#### [EXERCISE]
Report each line from the items below that contains the word "gray", copying those lines in full.

#### [THE RECORDS]
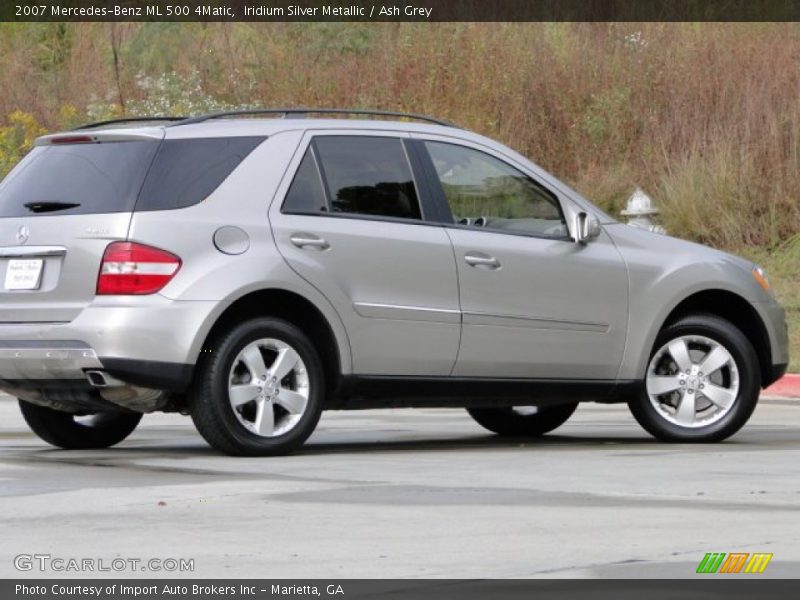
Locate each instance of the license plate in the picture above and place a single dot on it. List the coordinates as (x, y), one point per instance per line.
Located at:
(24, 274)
...
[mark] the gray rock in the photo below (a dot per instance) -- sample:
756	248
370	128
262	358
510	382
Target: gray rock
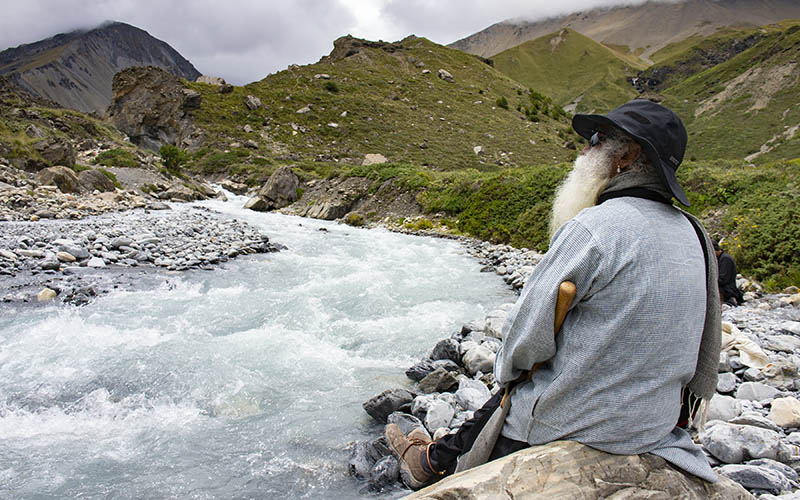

#### [SOLUTION TO THE EXERCISE]
[mark] the gray rock in the photo below (a dot per instance) -- sample:
Target: gray rock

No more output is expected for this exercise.